With the advent of television and the hole-card camera, players sitting on their sofas at home now also get unprecedented access to the inner workings of those who have won millions at the tables, making it difficult for pros to successfully play the same game they did before.
This year at the World Series of Poker $10,000 buy-in main event, the scenario is no different.
In a starting field of 6,358 players, the pros are facing many well-educated players who have read the professionals' books, studied them on TV, know their strategies at no-limit Texas Hold 'Em and try to fight back with an eye on the tournament's $8.25 million top prize.
As play began Tuesday for 1,032 players, or about half the remaining field, many of the missing were poker's pros.
Dan Harrington, a poker professional known for his "Harrington on Hold 'Em" series, said in a few years he might have to write new books to counter the detailed hand analysis he espouses.
"As my books become absorbed into the general poker-playing population, the good players develop counterstrategies," he said.
But Harrington also throws the odd curve ball, like playing strange cards against opponents who perceive him to be more conservative.
"Fortunately, I haven't had to turn the hands over," he said. "They were pretty bad."
Chris Moneymaker, a one-time unknown who set up his 2003 main event win with a colossal bluff against pro Sammy Farha, said it cost him chips to learn this year that the same maneuvers weren't working.
"I'm figuring out I can't bluff anybody," Moneymaker said. "So, I know that information now, and it cost me 3,500 to find out."
Antonio "The Magician" Esfandiari's bag of tricks was reduced to waiting for cards after appearing on TV so often that his deceptions were revealed to the world.
"They tend to think I'm always bluffing," said Esfandiari, who busted out early Tuesday morning in his first day of play. "I couldn't really push anyone around. I was pretty much always waiting for a good hand."
Harrington later pushed in most of his chips in a reraise move against a player who raised, and Sam Simon, co-creator of "The Simpsons," who went over the top with everything riding on an ace and king, forcing Harrington to call.
Harrington had only a suited ace and queen, and busted out when the community cards didn't improve him, giving Simon the better hand. Simon and the other player, Jim Marrone, who folded a king and queen, were surprised.
"His play was not from his books," said Marrone, a 36-year-old pediatrician from American Samoa. "I thought he'd at least have a pair of jacks or better, or even ace-king."
Simon joked afterward, referring to the World War II movie "Patton," when U.S. Gen. George S. Patton believes he has defeated Erwin Rommel in North Africa using the German's field marshal's tactics against him.
"He yells out, `You son of a (expletive), I read your book!' " Simon said after sending Harrington to the rail. "I decided it would be a graceless thing to do."

# # # # # # #

* Problem requirements
In the poker article, condense the paragraph beginning "In a starting field of 6,358 players" into one shorter sentence that keeps its main facts. The listing that follows comes from a different source.

* Given entries
# # # # # # #

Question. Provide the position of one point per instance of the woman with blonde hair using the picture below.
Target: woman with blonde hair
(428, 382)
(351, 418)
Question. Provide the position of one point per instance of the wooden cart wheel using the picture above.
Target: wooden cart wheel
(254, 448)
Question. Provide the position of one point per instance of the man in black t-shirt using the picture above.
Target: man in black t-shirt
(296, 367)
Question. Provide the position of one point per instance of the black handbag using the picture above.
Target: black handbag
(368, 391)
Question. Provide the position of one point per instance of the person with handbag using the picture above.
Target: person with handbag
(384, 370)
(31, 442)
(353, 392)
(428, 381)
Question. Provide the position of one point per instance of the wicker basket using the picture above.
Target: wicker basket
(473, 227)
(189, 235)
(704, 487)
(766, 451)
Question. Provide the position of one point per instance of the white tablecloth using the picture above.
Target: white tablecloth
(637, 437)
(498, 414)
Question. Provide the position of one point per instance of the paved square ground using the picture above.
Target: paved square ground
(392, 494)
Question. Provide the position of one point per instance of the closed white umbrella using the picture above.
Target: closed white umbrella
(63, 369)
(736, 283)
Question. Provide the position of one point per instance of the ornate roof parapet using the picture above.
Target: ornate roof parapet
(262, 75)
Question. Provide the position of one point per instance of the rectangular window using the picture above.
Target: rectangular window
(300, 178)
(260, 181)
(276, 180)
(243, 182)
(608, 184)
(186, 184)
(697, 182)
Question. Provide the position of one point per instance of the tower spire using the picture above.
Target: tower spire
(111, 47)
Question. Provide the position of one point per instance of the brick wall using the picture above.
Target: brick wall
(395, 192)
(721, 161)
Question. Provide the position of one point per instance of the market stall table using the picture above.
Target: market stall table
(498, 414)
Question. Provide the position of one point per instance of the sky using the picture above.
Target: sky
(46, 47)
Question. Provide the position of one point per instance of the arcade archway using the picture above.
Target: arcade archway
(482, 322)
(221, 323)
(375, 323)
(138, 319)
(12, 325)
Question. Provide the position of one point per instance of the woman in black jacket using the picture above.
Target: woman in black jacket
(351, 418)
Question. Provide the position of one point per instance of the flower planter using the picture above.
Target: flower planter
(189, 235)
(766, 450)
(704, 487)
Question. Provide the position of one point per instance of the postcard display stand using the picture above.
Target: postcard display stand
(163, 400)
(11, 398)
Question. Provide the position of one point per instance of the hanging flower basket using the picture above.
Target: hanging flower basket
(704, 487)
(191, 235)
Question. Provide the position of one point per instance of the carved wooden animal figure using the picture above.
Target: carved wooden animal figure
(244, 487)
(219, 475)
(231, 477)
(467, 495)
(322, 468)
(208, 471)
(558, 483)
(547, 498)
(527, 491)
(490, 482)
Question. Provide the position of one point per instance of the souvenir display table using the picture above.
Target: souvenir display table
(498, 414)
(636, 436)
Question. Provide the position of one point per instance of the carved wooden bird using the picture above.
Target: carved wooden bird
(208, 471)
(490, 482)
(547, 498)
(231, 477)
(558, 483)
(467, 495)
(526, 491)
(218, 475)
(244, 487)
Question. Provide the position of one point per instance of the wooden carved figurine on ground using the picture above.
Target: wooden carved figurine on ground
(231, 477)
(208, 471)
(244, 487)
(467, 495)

# # # # # # #

* Response area
In the 6,358-player field, the pros face many well-prepared opponents who have read their books, studied them on TV, and know their no-limit Texas Hold 'Em strategies, and who fight back while aiming for the $8.25 million top prize.